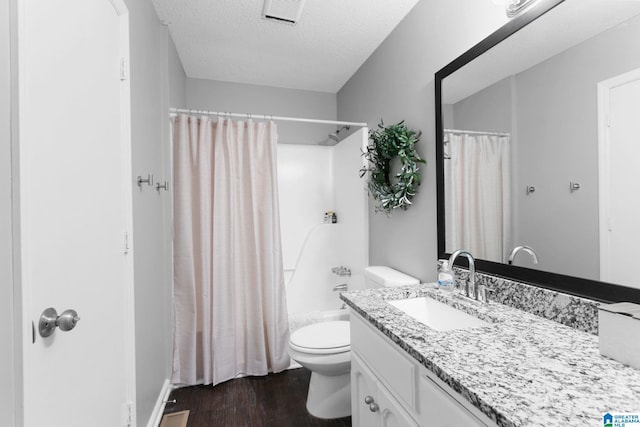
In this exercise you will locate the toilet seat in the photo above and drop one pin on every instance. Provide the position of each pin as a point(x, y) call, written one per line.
point(322, 338)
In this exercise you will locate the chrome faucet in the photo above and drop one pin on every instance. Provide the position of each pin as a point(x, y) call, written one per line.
point(341, 271)
point(470, 285)
point(527, 249)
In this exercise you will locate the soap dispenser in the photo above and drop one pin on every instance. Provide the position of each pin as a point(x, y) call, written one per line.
point(445, 277)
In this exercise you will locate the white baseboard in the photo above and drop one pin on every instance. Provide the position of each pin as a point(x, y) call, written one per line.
point(158, 409)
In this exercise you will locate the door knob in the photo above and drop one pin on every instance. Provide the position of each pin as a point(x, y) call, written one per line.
point(49, 320)
point(67, 320)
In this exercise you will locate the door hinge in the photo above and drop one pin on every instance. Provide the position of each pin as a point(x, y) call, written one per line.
point(126, 243)
point(127, 414)
point(124, 69)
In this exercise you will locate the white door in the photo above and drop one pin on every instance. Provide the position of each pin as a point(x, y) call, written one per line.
point(75, 211)
point(619, 199)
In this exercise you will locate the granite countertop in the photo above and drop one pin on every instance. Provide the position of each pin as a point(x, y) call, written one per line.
point(522, 370)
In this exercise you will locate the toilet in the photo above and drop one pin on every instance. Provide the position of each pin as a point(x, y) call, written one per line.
point(325, 349)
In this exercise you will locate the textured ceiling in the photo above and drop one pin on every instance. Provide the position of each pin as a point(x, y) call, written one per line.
point(228, 40)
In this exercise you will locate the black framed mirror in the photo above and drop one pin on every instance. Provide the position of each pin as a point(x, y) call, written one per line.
point(532, 94)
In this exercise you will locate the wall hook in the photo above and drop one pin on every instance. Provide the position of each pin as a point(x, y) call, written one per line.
point(148, 180)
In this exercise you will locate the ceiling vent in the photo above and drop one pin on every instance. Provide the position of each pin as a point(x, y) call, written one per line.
point(283, 11)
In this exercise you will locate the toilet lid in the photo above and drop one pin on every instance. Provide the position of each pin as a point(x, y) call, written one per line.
point(323, 337)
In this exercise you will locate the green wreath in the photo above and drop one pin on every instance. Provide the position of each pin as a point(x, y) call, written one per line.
point(389, 142)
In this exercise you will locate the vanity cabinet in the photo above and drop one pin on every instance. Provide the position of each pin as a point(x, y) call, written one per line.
point(391, 389)
point(372, 405)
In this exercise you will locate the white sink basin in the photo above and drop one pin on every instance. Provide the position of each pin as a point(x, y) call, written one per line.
point(437, 315)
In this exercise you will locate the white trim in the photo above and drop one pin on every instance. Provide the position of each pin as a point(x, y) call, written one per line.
point(475, 132)
point(158, 409)
point(127, 174)
point(174, 111)
point(604, 140)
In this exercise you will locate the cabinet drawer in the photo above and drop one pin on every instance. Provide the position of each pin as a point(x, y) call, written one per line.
point(397, 371)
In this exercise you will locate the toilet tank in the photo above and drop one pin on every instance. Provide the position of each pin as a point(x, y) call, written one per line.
point(386, 277)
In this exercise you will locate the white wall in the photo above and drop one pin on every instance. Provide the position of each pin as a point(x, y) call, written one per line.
point(488, 110)
point(351, 207)
point(305, 189)
point(7, 400)
point(561, 93)
point(244, 98)
point(156, 80)
point(396, 83)
point(311, 181)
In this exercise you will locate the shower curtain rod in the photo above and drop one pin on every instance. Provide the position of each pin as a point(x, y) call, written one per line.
point(175, 111)
point(475, 132)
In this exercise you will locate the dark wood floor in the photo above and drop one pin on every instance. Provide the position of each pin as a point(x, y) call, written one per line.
point(275, 400)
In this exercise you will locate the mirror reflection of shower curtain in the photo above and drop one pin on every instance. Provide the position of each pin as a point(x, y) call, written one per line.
point(477, 195)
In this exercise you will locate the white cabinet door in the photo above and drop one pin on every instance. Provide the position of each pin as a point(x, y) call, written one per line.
point(391, 413)
point(438, 408)
point(372, 405)
point(75, 208)
point(363, 386)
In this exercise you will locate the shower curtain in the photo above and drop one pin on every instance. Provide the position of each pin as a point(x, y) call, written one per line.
point(478, 195)
point(229, 295)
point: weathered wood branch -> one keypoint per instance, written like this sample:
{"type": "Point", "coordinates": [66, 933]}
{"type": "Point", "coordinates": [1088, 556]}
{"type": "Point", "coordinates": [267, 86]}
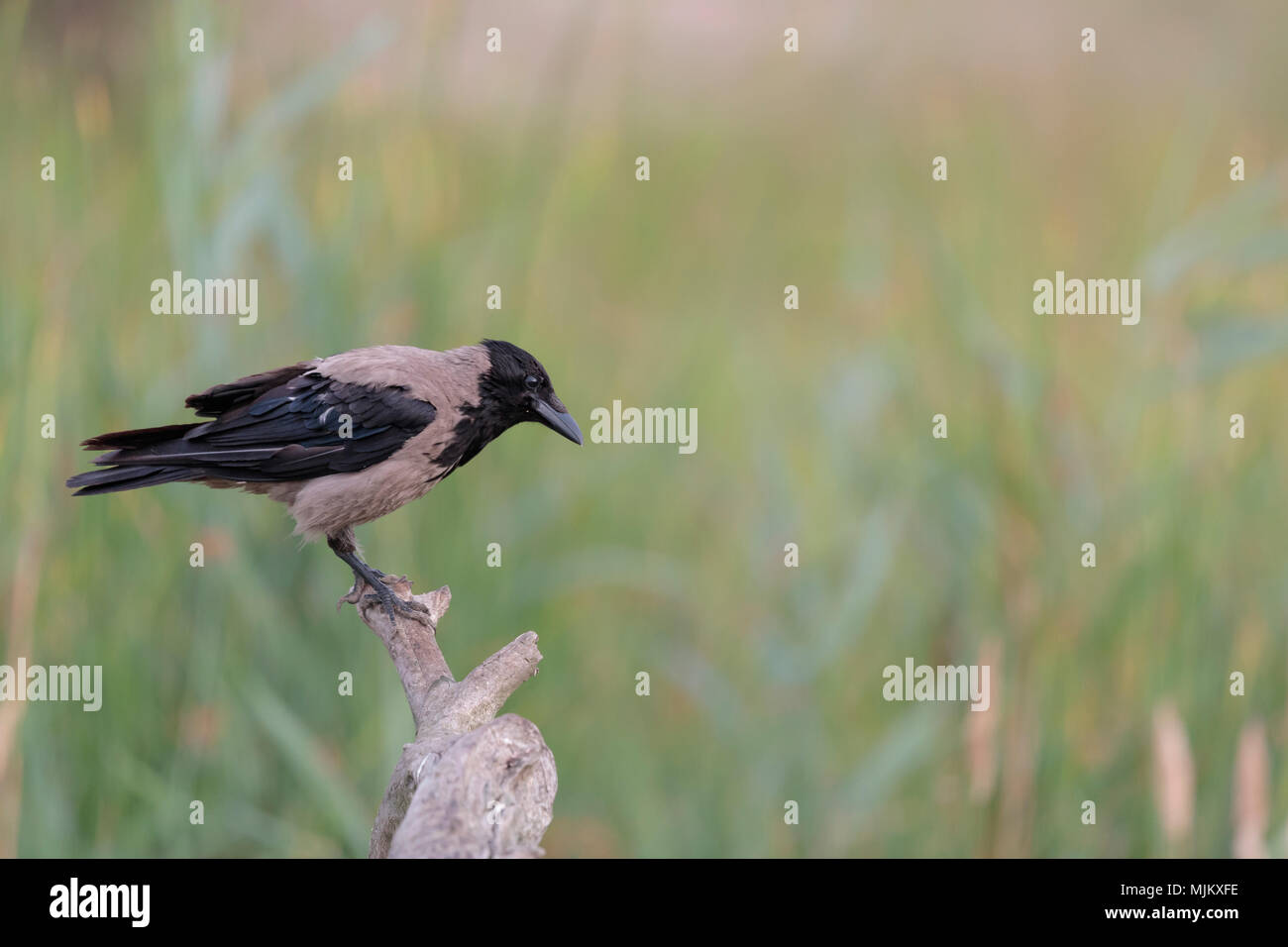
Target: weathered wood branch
{"type": "Point", "coordinates": [471, 785]}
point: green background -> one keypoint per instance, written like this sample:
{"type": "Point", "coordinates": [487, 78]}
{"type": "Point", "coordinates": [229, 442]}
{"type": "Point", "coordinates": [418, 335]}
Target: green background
{"type": "Point", "coordinates": [768, 169]}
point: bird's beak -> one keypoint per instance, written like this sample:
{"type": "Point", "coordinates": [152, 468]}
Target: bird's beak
{"type": "Point", "coordinates": [561, 423]}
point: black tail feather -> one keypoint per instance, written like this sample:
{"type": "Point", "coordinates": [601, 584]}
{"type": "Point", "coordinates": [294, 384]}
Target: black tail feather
{"type": "Point", "coordinates": [117, 478]}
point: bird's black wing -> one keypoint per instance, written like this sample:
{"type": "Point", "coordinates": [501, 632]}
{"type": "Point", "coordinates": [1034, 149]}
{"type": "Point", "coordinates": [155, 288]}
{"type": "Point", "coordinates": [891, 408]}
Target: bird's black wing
{"type": "Point", "coordinates": [310, 425]}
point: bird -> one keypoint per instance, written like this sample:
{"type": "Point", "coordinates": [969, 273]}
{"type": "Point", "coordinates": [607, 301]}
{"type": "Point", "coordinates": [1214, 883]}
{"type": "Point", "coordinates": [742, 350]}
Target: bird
{"type": "Point", "coordinates": [343, 440]}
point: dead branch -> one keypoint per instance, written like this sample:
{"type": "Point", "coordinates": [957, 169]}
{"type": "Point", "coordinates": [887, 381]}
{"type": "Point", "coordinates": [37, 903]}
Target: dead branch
{"type": "Point", "coordinates": [471, 785]}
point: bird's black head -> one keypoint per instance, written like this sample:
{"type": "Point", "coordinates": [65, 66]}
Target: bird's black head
{"type": "Point", "coordinates": [516, 389]}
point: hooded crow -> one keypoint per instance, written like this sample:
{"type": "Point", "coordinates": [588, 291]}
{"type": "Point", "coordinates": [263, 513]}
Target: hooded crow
{"type": "Point", "coordinates": [344, 440]}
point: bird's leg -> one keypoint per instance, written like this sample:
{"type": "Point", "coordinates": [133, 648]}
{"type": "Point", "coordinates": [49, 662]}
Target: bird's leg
{"type": "Point", "coordinates": [344, 547]}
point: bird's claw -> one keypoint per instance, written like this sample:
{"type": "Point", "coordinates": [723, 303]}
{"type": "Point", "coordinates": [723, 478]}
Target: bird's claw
{"type": "Point", "coordinates": [385, 596]}
{"type": "Point", "coordinates": [394, 603]}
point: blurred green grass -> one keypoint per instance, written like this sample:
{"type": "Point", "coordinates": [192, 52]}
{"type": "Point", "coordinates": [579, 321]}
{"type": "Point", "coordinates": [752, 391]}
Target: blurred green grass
{"type": "Point", "coordinates": [814, 425]}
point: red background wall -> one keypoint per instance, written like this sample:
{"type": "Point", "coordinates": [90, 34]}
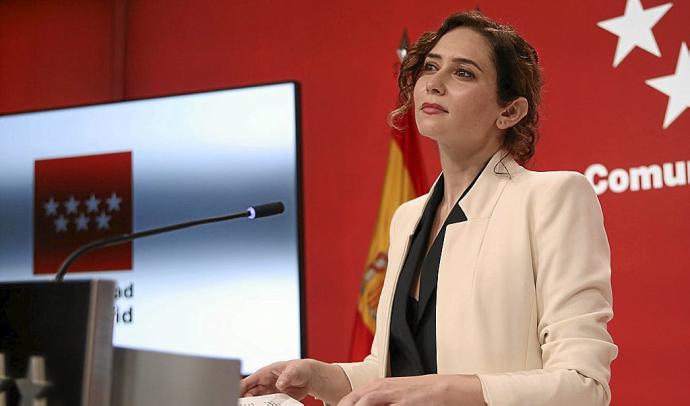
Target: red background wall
{"type": "Point", "coordinates": [58, 53]}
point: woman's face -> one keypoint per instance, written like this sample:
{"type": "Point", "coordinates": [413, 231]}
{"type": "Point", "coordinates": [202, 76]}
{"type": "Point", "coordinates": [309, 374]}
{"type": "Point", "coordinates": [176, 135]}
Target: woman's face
{"type": "Point", "coordinates": [455, 94]}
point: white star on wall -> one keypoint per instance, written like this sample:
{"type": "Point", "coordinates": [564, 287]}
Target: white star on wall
{"type": "Point", "coordinates": [676, 87]}
{"type": "Point", "coordinates": [634, 29]}
{"type": "Point", "coordinates": [113, 202]}
{"type": "Point", "coordinates": [71, 205]}
{"type": "Point", "coordinates": [82, 222]}
{"type": "Point", "coordinates": [103, 221]}
{"type": "Point", "coordinates": [51, 207]}
{"type": "Point", "coordinates": [61, 224]}
{"type": "Point", "coordinates": [92, 204]}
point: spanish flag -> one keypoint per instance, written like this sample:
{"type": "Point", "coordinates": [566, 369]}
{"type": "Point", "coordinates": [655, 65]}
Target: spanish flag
{"type": "Point", "coordinates": [404, 180]}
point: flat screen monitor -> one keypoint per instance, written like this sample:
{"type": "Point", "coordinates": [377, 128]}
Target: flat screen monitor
{"type": "Point", "coordinates": [231, 290]}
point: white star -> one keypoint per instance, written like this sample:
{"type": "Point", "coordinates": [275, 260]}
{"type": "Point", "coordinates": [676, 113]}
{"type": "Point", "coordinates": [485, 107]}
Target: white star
{"type": "Point", "coordinates": [51, 207]}
{"type": "Point", "coordinates": [113, 202]}
{"type": "Point", "coordinates": [634, 29]}
{"type": "Point", "coordinates": [92, 204]}
{"type": "Point", "coordinates": [71, 205]}
{"type": "Point", "coordinates": [103, 221]}
{"type": "Point", "coordinates": [82, 222]}
{"type": "Point", "coordinates": [61, 224]}
{"type": "Point", "coordinates": [676, 87]}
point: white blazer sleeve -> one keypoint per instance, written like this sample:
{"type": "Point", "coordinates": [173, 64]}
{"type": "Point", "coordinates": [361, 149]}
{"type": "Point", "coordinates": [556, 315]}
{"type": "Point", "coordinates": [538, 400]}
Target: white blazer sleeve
{"type": "Point", "coordinates": [572, 279]}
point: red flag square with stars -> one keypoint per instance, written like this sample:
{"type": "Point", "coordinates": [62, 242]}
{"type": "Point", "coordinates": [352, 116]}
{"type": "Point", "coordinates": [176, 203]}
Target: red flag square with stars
{"type": "Point", "coordinates": [78, 200]}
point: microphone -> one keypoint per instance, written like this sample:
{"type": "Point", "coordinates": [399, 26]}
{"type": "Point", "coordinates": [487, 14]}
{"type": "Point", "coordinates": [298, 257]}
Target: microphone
{"type": "Point", "coordinates": [253, 212]}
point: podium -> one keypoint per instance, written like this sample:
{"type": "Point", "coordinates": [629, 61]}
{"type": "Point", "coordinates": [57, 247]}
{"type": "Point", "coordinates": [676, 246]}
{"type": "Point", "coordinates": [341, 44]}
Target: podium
{"type": "Point", "coordinates": [56, 349]}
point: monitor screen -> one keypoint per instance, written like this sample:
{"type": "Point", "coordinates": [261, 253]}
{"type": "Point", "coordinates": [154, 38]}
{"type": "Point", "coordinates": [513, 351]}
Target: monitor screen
{"type": "Point", "coordinates": [75, 175]}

============================================================

*Work to complete*: Set down exactly the lines beginning at the one that holds "Target: microphone" and ending with the last line of the data.

*Completed task*:
Target: microphone
{"type": "Point", "coordinates": [253, 212]}
point: podium -> one keypoint per instance, written like this sample:
{"type": "Point", "coordinates": [629, 61]}
{"type": "Point", "coordinates": [57, 247]}
{"type": "Point", "coordinates": [676, 246]}
{"type": "Point", "coordinates": [341, 44]}
Target: podium
{"type": "Point", "coordinates": [56, 349]}
point: monitor screen -> one keypoint per instance, written like this sample:
{"type": "Point", "coordinates": [261, 253]}
{"type": "Point", "coordinates": [154, 38]}
{"type": "Point", "coordinates": [513, 351]}
Target: monitor screen
{"type": "Point", "coordinates": [75, 175]}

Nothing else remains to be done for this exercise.